__Requirements__. Recast the material below as a two-column CSV with the headers instruction and boxes, starting at the line containing "post in the image above." and ending at the end of the material. Give each text with its answer on one row, with every field in quotation marks and each line break turned into a space.

━━━━━━━━━━

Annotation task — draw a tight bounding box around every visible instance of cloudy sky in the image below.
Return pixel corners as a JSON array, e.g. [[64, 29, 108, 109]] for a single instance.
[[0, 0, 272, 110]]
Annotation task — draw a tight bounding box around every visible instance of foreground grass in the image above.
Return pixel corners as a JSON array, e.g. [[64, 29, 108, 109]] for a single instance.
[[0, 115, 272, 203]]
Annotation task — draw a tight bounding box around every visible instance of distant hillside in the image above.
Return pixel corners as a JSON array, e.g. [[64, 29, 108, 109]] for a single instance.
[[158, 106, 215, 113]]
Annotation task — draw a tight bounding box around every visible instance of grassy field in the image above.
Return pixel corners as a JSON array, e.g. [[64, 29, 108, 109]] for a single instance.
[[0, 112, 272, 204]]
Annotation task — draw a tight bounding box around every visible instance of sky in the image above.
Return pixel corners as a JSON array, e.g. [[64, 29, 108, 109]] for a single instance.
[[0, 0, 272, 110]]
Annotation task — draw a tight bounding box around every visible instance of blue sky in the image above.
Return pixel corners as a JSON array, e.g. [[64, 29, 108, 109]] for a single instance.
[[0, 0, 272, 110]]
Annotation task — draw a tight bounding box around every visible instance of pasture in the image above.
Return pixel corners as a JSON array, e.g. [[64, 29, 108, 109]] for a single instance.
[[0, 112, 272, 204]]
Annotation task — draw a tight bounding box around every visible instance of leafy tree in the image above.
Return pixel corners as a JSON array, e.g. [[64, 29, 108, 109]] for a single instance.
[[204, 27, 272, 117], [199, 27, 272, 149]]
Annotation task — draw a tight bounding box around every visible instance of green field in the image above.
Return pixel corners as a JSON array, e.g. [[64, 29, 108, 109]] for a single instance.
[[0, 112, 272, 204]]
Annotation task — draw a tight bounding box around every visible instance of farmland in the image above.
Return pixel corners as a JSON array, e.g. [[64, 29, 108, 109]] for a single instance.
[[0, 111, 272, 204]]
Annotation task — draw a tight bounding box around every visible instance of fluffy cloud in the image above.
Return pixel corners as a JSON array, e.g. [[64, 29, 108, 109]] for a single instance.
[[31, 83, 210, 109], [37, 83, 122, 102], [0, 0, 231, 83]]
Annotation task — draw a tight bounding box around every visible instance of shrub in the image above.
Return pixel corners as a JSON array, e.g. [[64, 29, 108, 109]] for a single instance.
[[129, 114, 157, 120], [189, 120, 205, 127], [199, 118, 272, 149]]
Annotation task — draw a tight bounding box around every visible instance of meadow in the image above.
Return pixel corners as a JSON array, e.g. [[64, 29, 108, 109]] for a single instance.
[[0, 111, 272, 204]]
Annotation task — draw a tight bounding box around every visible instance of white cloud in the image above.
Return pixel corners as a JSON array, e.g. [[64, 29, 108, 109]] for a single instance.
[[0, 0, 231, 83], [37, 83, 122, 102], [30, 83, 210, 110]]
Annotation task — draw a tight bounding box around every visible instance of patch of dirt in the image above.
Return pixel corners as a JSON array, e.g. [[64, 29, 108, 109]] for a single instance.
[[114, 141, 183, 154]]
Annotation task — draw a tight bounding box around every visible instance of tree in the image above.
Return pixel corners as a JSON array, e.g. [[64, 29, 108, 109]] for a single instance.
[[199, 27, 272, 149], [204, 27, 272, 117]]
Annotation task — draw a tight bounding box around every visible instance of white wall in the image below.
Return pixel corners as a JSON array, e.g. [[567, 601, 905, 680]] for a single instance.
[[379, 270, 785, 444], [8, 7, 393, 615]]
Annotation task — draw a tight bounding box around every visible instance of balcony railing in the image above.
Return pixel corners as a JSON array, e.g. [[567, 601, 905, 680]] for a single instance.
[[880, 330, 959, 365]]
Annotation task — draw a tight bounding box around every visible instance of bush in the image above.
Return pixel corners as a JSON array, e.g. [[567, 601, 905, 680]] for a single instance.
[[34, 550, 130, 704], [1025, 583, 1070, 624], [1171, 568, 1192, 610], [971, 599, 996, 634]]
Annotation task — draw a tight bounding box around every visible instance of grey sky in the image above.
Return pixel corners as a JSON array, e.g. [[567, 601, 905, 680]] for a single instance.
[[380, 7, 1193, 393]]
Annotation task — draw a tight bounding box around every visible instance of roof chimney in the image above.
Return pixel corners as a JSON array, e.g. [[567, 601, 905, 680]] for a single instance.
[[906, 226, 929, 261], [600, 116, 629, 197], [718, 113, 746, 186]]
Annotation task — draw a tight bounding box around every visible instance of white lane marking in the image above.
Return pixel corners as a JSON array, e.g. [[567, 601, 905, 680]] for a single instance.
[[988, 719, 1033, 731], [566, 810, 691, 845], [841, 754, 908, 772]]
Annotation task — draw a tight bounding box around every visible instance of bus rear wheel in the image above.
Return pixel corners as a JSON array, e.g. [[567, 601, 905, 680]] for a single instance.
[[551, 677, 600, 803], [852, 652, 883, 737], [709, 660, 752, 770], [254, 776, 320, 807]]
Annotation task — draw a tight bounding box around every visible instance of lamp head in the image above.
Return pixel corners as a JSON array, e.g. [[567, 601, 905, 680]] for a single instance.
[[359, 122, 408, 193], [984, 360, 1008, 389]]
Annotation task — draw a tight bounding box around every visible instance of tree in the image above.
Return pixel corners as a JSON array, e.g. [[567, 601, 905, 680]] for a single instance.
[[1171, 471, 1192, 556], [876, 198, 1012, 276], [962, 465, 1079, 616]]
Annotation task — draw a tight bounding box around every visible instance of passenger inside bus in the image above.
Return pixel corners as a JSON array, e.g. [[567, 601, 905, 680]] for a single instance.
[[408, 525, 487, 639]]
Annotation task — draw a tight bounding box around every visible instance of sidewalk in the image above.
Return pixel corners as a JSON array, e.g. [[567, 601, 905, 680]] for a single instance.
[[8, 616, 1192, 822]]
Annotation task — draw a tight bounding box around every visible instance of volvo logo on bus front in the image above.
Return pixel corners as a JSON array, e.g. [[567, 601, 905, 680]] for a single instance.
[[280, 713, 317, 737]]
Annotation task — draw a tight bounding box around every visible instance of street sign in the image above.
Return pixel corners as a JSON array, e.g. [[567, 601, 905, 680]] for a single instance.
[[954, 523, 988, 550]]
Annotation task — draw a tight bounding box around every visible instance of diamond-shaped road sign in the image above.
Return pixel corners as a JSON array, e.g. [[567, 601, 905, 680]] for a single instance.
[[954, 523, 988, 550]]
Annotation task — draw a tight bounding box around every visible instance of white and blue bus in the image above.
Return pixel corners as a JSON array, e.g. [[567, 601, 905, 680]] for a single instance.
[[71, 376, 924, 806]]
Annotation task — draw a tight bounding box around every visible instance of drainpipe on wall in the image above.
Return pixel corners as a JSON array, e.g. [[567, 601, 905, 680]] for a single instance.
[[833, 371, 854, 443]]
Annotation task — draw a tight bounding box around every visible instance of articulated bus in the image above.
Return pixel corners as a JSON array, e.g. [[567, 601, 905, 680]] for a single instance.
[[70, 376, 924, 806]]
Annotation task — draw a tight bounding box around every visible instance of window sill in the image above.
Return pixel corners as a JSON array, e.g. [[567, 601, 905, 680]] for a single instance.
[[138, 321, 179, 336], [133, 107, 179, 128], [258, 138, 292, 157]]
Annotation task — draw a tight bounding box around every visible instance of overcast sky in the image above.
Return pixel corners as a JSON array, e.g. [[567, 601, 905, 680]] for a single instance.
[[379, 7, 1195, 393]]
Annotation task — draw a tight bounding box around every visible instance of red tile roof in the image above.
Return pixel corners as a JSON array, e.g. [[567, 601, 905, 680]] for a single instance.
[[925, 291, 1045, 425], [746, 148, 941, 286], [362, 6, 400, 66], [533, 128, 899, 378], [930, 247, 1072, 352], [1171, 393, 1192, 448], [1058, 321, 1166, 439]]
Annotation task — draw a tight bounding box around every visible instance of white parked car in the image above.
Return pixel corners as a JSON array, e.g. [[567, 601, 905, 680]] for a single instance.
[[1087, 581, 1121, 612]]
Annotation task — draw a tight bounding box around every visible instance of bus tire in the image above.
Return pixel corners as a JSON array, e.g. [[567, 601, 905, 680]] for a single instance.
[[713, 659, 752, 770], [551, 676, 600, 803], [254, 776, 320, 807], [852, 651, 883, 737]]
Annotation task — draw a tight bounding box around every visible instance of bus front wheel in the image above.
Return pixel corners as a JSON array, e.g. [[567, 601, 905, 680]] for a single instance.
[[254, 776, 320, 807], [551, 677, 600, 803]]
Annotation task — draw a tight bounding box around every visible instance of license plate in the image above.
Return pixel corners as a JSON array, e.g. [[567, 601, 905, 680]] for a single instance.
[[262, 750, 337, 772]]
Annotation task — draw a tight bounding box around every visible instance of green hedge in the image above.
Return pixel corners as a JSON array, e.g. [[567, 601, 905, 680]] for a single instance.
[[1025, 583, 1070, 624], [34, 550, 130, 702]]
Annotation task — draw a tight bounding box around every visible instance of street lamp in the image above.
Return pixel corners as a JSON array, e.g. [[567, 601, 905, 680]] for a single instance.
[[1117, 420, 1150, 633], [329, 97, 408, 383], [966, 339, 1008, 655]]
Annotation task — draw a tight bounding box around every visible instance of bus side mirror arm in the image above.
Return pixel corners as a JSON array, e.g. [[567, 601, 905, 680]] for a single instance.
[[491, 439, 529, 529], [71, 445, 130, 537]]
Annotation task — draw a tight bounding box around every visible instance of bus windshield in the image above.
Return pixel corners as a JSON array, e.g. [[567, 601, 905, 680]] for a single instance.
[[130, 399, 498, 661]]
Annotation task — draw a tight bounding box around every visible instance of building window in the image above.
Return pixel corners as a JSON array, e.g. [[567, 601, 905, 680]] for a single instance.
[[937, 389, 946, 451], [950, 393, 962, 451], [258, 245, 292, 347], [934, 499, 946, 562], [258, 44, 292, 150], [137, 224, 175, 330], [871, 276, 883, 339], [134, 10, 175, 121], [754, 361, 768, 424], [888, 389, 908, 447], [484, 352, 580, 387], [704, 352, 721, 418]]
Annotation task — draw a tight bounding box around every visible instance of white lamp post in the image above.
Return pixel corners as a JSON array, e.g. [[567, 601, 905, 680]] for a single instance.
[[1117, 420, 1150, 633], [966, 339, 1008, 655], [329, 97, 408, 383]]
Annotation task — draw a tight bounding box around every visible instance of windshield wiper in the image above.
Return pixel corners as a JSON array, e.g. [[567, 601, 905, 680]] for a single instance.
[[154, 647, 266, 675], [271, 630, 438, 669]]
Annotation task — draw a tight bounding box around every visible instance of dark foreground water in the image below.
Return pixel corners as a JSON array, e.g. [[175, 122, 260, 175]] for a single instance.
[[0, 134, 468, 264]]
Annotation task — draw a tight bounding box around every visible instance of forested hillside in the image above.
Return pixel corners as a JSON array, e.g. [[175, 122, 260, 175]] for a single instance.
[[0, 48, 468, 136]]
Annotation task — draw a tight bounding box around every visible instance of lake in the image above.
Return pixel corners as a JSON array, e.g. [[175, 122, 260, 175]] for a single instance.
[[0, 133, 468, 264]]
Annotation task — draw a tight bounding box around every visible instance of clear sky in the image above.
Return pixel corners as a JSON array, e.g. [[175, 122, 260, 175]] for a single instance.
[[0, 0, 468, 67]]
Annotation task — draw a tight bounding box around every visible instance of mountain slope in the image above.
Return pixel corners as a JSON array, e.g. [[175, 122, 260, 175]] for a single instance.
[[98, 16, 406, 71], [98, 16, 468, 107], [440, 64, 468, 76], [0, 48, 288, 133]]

━━━━━━━━━━

__Solution__.
instruction,boxes
"Annotation task — draw a tight bounding box around every visible instance of white lamp post in the image above. Return pixel corners as a JSON array, e.g. [[567, 601, 905, 680]] for a single instance.","[[1117, 420, 1150, 633], [966, 339, 1008, 655], [329, 97, 408, 383]]"
"Annotation task — draw a tight bounding box around every visible instance of windshield wiper in the image above. Return pixel corners as a JSON array, e.g. [[567, 601, 905, 680]] for a single instance.","[[154, 647, 266, 675], [271, 630, 438, 669]]"
"Annotation task — draw a tight bounding box around every visible instance of dark foreground water in the image below. Return pixel corners as a JSON array, e.g. [[175, 122, 260, 175]] for a single instance.","[[0, 134, 468, 264]]"
"Annotation task — draw a tight bounding box around every visible instance of forested hillside in the image above. Return pixel corners as a JSON array, e.g. [[175, 122, 260, 175]] for a single instance.","[[0, 48, 468, 136]]"
"Annotation task — draw a tight bounding box around every visible instance of lake in the image above. Return pixel corners as a JSON array, e.g. [[175, 122, 260, 175]] for a single instance.","[[0, 133, 468, 264]]"
"Annotation task — draw a tight bounding box around every visible instance of clear sky in the image above. Return pixel corners as a JSON array, e.g. [[175, 122, 260, 175]] for a single instance.","[[0, 0, 468, 67]]"
"Annotation task — draw a tight bounding box around every visible instance of mountain slope in the image above. Return pixel corners as a JSON array, e.g. [[175, 122, 260, 175]] for a single instance.","[[98, 16, 406, 71], [98, 16, 468, 107], [440, 64, 468, 76], [0, 48, 288, 133]]"